##### Material supplied

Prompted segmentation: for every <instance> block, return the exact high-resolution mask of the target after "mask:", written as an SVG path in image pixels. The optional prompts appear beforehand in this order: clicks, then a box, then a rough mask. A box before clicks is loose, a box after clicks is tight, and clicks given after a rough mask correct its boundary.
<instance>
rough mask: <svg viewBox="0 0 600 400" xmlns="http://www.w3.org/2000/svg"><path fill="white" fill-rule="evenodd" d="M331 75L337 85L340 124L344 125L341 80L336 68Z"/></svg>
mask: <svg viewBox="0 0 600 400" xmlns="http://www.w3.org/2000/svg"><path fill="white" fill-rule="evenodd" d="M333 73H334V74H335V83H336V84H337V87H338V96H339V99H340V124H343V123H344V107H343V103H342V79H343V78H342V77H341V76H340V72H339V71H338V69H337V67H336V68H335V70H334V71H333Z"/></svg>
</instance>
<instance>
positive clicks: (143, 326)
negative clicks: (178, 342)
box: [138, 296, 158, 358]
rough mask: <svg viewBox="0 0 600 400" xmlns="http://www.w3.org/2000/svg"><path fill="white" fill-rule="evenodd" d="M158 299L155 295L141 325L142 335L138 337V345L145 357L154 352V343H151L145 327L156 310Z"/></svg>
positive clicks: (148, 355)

##########

What to work on: When you reach the line that holds "negative clicks: (178, 342)", please copy it and every line after it through the end of the listing, exactly and with no other lines.

Answer below:
negative clicks: (178, 342)
box: [138, 296, 158, 358]
rough mask: <svg viewBox="0 0 600 400" xmlns="http://www.w3.org/2000/svg"><path fill="white" fill-rule="evenodd" d="M158 299L155 295L141 325L142 335L138 337V345L145 357L154 352V343H151L145 327L156 310Z"/></svg>
positive clicks: (148, 355)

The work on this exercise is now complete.